### Extracted entries

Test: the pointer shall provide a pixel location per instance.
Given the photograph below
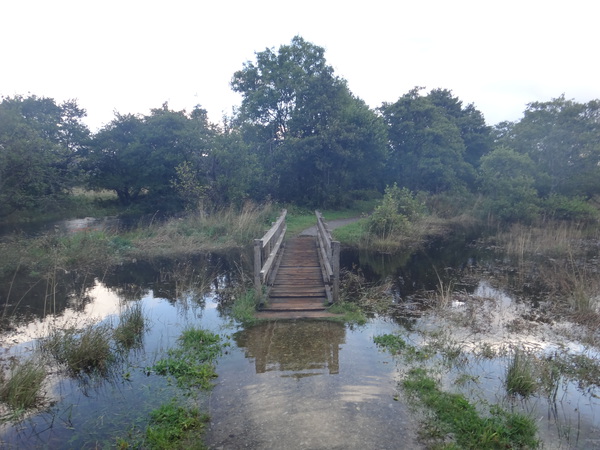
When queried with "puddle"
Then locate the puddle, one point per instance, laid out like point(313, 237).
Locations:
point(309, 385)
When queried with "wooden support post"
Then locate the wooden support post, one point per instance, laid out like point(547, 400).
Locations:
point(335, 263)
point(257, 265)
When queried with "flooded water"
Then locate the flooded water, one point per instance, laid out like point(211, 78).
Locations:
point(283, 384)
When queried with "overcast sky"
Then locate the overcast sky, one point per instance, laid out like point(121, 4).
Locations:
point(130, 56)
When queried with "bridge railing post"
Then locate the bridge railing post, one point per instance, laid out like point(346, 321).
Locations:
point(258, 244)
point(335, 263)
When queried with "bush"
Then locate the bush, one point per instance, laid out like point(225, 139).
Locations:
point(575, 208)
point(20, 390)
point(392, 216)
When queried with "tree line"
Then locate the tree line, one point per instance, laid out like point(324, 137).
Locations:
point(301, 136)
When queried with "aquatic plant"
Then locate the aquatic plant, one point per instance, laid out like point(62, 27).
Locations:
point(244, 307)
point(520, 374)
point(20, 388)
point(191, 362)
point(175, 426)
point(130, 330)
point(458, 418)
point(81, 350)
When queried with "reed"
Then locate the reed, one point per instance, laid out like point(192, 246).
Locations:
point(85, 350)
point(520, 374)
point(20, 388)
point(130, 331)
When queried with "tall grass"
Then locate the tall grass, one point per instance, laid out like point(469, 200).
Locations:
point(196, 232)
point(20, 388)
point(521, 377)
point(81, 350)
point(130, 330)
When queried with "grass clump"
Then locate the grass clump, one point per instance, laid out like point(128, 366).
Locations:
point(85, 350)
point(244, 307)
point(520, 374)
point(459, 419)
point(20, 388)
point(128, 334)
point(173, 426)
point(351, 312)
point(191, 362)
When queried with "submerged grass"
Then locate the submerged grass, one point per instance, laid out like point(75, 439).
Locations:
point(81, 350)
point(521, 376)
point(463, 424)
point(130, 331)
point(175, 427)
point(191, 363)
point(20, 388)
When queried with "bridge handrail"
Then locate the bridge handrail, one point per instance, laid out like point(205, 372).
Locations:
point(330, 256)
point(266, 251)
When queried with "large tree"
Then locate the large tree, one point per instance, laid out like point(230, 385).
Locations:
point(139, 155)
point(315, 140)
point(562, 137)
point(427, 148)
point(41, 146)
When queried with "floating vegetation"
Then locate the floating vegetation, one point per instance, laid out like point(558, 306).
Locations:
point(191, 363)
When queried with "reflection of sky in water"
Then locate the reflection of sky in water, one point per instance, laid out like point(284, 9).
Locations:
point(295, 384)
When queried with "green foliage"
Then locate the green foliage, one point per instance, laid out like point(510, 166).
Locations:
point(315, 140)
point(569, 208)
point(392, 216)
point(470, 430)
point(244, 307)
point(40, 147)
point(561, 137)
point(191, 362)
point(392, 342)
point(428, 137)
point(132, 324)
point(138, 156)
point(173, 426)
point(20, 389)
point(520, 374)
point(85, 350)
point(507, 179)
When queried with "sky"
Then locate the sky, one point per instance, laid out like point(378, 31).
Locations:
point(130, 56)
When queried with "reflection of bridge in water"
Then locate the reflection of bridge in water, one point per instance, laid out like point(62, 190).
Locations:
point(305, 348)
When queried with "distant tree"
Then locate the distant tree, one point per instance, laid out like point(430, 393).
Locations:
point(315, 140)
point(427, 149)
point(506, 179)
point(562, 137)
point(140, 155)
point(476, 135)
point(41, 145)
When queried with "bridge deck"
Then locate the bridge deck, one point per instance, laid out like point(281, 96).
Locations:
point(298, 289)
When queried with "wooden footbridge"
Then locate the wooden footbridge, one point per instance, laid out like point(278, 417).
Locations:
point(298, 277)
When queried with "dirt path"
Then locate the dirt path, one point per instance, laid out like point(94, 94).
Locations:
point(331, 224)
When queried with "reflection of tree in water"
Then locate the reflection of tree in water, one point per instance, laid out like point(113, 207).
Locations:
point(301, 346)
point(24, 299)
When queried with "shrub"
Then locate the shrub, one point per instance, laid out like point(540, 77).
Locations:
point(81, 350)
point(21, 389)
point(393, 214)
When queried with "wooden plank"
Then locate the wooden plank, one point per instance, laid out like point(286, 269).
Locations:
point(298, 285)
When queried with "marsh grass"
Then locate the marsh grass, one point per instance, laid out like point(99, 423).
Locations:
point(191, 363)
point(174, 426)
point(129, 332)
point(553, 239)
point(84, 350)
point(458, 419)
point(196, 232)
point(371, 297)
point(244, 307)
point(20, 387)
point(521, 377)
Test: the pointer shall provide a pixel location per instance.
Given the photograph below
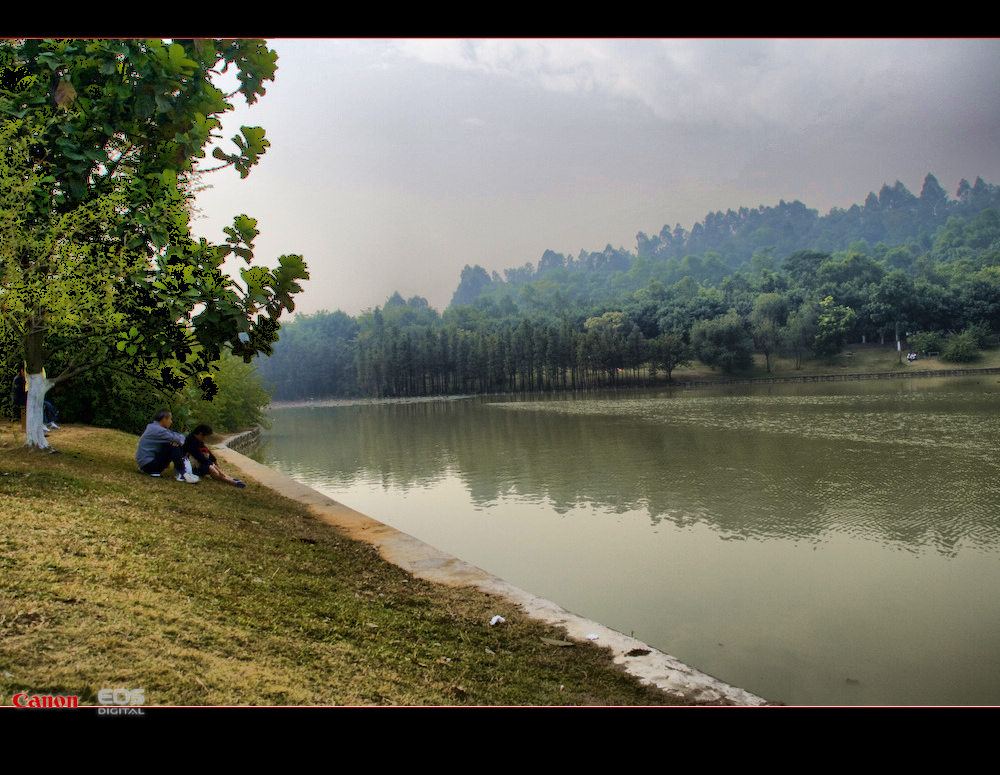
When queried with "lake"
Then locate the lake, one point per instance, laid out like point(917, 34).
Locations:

* * *

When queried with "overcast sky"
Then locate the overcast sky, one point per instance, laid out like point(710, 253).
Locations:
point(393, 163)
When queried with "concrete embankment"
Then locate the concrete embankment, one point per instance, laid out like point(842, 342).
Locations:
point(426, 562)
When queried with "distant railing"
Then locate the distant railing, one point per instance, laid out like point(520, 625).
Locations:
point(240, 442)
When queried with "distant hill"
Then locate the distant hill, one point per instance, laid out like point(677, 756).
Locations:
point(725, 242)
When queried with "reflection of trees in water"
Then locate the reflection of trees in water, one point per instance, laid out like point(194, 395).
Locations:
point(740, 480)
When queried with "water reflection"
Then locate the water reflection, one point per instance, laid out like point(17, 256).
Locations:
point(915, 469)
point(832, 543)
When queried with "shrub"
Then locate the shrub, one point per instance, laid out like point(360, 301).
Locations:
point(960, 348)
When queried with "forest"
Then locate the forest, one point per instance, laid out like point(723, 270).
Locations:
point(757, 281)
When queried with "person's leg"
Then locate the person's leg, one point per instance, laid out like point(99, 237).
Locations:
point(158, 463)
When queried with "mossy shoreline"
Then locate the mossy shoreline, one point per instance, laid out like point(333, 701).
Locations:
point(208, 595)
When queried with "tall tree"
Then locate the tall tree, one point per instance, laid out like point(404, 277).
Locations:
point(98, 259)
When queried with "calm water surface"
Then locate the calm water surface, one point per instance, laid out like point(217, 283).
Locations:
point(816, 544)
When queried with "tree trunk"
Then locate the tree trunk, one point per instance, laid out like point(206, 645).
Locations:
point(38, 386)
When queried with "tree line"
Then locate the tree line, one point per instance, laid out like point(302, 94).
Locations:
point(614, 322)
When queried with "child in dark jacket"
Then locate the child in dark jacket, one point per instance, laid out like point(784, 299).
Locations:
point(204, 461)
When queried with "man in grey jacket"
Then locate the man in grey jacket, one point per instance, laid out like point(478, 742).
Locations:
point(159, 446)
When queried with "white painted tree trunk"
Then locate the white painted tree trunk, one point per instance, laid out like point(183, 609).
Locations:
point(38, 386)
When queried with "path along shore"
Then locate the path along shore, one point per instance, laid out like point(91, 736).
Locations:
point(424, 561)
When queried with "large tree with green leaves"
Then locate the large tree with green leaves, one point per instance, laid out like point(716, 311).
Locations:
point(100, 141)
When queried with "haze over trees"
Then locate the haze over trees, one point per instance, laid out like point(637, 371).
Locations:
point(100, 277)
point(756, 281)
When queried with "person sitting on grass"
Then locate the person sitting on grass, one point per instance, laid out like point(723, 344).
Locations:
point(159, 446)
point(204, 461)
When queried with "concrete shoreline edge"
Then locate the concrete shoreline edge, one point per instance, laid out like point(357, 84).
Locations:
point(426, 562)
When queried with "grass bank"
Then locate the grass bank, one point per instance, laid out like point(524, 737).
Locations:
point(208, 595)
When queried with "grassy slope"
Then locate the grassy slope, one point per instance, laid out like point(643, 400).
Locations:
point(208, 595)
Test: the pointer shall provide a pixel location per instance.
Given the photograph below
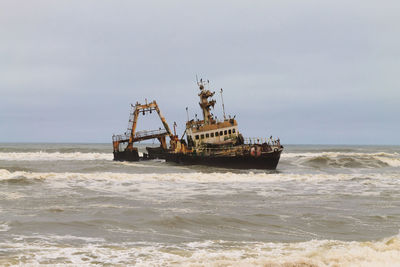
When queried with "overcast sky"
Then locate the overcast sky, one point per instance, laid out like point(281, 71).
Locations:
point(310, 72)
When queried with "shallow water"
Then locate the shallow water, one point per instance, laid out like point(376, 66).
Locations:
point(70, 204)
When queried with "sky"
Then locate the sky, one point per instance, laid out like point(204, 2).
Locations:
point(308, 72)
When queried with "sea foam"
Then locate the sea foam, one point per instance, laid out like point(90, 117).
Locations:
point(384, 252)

* * *

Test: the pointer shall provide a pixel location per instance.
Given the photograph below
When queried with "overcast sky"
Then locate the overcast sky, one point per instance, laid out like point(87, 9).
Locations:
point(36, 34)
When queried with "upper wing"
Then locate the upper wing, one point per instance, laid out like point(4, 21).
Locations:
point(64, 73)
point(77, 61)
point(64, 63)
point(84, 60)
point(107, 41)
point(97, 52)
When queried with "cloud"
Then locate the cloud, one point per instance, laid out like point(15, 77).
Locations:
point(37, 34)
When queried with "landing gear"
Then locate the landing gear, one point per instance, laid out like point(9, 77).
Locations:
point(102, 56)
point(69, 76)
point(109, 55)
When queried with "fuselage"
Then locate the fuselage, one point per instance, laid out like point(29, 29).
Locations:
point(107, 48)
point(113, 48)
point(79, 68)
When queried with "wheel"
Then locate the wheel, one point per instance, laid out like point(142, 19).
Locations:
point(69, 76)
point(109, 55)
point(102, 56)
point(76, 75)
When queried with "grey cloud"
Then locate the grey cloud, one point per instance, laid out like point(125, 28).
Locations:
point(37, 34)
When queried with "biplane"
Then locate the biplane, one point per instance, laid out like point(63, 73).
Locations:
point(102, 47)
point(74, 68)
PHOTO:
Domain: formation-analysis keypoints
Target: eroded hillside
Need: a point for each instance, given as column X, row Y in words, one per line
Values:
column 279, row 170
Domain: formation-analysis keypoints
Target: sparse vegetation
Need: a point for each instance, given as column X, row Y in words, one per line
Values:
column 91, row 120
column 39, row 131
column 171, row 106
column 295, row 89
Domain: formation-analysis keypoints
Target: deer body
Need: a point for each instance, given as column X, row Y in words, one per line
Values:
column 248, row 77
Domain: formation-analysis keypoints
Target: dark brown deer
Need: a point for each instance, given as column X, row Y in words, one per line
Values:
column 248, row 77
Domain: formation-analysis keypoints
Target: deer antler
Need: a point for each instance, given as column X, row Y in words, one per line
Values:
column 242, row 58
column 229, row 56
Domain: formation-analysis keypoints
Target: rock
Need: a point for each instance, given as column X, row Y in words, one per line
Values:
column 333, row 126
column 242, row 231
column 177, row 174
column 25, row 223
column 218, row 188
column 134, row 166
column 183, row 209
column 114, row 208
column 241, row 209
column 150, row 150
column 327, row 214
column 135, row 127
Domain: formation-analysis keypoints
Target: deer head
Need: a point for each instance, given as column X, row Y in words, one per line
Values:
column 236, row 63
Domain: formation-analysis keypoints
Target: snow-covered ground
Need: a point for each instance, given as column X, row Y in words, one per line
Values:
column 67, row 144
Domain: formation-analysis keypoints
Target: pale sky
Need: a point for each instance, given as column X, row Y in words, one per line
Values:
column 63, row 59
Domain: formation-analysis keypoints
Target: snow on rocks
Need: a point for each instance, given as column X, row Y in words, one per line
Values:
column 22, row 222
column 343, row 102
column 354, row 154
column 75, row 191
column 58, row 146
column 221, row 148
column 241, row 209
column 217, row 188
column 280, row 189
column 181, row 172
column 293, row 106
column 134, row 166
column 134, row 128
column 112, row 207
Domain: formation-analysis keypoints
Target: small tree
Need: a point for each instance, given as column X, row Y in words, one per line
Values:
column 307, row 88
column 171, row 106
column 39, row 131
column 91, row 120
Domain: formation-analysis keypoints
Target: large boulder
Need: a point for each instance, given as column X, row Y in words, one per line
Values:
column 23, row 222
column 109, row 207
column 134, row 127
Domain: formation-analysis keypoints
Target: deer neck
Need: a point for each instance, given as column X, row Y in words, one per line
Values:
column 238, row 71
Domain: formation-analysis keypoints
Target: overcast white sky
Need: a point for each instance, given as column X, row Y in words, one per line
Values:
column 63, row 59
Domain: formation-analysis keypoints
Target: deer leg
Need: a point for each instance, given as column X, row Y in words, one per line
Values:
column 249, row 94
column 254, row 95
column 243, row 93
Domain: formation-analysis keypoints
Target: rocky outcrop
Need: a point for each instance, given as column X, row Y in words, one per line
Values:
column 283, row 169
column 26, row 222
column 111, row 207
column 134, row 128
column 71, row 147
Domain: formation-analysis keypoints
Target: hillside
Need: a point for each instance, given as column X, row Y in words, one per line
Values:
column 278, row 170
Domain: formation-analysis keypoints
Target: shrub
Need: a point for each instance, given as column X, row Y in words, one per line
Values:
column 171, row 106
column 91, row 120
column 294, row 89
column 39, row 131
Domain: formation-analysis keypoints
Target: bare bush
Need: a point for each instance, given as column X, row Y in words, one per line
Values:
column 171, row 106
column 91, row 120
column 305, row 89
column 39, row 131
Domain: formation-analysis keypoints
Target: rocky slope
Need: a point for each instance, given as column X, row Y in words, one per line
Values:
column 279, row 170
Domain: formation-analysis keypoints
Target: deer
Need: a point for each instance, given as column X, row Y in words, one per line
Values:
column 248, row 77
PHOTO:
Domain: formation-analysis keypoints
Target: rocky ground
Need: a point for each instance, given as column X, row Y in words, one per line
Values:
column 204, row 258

### What the exercise asks
Which lines above contain the string "landing"? Pick out each one and copy it in full.

### Problem solution
When queried with "landing gear"
Then locate the landing gear, one point per instance, laid out like point(9, 77).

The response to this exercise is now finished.